**Text**
I was playing 10-ball with an acquaintance today. A discussion came up
about a 10-ball rule and I explained that it wasn't a WPA rule, he only
thought it was because Earl Strickland had required it on a one-off basis
in a match he had with Shane Van Boehning a while back. I won't go into
the rule but he said it would give a greater advantage to whoever was the
higher runout threat which was true in this match because it was on a 10'
table with 4 1/8" corner pockets. I think Shane is at a disadvantage there
because of less experience with smaller pockets.

In any case, my occasional pool partner used to own a pool hall in
Florida. In about 1981 he had played Earl there and said that anytime Earl
was left a shot the table would get cleared.

About twenty minutes later a couple of guys walked in and sat at the bar.
I couldn't see them well because of the glare at the door but a short
while later I heard a familiar voice and took a closer look. It was Earl.
I told the guy I was playing with and he went over and asked if he
remembered him. He didn't by sight but after mentioning the name of his
pool room Earl did remember quite well. He had been stranded in town with
almost no money and left about two months later with more than $30,000. My
friend later confirmed that is exactly what happened. However Earl then
related how this came about which my friend wasn't aware of.

Earl had gone on the road, looking for action, with his girlfriend. There
was a long spell when he just couldn't find any sizeable action and their
bankroll had dwindled. They were driving through town, arguing, and Earl
finally said I've had enough, pull over the car, I'll take twenty dollars
and you can have the car and the rest of the money.

**Job**
Reproduce the portion of the pool story above from "I was playing 10-ball" to "with smaller pockets.", word for word.

**Records supplied**
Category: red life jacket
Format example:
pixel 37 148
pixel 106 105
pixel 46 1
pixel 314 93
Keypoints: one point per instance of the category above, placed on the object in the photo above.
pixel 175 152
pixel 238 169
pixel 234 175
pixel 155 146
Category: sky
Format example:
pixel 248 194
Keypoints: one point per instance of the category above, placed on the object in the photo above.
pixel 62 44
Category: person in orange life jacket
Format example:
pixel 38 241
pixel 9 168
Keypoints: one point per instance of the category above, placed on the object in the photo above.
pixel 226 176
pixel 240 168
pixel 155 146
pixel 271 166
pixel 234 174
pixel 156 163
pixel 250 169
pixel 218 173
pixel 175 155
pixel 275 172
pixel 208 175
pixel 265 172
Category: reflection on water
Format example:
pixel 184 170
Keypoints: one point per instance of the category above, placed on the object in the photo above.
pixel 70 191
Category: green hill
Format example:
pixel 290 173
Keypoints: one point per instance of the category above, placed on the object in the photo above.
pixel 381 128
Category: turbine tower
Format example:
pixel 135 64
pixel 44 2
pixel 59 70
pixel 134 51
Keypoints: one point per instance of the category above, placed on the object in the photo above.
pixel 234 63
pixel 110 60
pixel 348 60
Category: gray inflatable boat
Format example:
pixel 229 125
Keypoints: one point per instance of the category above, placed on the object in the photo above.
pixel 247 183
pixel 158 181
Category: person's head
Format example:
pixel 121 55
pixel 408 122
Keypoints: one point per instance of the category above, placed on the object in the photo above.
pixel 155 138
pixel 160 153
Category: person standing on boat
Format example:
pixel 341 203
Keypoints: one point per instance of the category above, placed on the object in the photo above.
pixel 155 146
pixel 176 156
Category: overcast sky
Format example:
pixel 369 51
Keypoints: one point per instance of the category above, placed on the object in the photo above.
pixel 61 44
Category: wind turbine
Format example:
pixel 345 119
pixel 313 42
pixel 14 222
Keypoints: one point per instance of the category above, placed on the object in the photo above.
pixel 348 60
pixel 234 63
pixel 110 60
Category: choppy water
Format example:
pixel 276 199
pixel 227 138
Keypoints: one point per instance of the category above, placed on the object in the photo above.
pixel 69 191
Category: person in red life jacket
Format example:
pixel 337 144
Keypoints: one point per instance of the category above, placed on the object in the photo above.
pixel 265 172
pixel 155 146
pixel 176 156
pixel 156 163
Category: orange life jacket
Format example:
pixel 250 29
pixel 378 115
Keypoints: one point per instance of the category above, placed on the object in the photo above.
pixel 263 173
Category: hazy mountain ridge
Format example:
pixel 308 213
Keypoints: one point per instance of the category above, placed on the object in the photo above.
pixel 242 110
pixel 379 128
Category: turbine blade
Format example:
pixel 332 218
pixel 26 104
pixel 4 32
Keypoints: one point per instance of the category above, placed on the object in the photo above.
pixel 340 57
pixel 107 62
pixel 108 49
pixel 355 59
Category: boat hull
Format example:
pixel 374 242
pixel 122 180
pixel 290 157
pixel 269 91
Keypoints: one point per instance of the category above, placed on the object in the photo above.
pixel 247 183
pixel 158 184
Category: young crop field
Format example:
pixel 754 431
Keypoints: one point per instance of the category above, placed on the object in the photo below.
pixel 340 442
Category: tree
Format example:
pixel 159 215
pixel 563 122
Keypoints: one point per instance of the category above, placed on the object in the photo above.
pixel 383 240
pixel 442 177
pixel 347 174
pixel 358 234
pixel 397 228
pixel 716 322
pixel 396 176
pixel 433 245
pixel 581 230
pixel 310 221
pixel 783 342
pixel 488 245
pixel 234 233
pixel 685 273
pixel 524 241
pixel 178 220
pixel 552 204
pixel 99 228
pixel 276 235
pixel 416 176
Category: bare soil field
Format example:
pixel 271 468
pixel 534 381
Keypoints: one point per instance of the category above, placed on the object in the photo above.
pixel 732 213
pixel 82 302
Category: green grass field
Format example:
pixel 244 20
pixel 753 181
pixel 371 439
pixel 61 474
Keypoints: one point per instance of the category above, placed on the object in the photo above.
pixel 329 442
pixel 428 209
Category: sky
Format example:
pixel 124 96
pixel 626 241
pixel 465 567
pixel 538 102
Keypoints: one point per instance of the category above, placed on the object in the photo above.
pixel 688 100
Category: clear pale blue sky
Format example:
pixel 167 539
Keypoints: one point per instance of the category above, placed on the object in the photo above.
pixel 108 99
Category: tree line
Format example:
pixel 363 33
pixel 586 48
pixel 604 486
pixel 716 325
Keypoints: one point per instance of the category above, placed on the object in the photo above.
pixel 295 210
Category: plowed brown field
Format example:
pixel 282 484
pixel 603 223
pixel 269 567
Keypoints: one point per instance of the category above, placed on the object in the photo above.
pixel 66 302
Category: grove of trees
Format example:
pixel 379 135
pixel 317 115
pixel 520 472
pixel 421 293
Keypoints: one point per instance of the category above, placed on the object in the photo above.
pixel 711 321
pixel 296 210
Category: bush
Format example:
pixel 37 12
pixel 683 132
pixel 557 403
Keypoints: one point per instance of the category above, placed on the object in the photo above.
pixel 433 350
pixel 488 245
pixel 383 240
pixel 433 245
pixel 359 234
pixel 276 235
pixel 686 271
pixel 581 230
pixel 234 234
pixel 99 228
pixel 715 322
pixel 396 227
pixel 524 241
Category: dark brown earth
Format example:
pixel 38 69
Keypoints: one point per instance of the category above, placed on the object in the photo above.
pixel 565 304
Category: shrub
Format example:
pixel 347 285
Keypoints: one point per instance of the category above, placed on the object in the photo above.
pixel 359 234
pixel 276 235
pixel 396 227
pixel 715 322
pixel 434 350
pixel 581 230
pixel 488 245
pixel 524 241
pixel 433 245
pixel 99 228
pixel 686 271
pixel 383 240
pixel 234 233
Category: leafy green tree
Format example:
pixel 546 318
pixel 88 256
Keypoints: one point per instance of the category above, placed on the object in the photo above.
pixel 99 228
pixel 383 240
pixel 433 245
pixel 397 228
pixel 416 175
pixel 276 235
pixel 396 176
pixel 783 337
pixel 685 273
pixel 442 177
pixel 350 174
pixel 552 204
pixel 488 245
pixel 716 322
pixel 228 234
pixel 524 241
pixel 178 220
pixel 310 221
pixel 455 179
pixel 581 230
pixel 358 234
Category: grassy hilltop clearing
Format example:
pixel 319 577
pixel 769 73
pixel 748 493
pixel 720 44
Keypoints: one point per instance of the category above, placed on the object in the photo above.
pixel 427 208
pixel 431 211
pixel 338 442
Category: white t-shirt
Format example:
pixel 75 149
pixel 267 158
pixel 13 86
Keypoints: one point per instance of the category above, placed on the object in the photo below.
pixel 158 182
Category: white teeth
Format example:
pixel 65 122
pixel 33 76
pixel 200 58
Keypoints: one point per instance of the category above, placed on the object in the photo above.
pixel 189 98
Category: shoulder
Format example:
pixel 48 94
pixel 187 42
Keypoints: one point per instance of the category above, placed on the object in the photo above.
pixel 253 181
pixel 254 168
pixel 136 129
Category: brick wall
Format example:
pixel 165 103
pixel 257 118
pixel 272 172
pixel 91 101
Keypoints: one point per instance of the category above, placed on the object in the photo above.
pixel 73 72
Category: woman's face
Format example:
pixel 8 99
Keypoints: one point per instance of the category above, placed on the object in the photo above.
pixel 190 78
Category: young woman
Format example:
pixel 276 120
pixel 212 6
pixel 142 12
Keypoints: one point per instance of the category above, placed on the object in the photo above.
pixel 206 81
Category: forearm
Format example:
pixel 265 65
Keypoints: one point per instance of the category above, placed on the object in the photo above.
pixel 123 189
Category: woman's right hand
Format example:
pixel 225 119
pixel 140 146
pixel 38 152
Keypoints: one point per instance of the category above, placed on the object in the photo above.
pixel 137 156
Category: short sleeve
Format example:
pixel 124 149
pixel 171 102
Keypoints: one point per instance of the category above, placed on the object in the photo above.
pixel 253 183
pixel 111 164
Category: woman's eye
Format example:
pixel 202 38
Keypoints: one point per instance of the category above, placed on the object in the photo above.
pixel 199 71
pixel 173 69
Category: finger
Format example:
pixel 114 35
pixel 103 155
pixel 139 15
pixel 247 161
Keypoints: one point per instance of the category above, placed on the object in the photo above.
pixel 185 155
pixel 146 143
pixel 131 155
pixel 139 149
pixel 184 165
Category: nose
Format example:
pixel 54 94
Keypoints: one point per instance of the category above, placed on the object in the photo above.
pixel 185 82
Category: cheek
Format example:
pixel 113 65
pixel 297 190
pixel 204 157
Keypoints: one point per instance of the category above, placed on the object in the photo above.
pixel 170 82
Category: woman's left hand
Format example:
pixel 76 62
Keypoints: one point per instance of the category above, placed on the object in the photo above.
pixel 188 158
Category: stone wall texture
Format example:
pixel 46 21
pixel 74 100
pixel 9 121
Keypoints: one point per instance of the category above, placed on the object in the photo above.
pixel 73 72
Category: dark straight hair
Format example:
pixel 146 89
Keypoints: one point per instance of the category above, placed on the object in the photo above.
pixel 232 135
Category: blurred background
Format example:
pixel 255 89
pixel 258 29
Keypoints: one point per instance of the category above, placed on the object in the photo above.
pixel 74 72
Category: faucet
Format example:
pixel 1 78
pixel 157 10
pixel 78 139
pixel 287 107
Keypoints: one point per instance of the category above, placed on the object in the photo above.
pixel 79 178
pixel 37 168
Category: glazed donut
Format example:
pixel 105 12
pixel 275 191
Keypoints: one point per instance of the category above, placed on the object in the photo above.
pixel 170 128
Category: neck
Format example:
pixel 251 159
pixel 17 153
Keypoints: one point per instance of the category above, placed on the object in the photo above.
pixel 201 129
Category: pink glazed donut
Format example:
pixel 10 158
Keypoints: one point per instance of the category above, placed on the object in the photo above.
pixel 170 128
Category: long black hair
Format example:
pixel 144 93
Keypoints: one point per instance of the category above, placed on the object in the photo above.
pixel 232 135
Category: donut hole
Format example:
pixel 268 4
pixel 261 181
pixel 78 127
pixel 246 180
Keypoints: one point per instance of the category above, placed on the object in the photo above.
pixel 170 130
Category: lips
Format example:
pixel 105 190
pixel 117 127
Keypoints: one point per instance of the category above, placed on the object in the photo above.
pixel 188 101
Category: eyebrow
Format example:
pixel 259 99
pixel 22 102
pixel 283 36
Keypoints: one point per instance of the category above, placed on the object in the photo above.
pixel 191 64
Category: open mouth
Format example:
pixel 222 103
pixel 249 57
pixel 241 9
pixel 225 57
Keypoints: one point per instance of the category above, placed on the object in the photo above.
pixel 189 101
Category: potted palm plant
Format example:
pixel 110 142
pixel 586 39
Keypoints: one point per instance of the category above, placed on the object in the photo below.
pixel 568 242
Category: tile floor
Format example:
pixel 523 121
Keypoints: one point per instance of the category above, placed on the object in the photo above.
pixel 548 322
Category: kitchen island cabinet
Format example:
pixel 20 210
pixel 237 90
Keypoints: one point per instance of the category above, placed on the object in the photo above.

**Solution for this task**
I was playing 10-ball with an acquaintance today. A discussion came up
about a 10-ball rule and I explained that it wasn't a WPA rule, he only
thought it was because Earl Strickland had required it on a one-off basis
in a match he had with Shane Van Boehning a while back. I won't go into
the rule but he said it would give a greater advantage to whoever was the
higher runout threat which was true in this match because it was on a 10'
table with 4 1/8" corner pockets. I think Shane is at a disadvantage there
because of less experience with smaller pockets.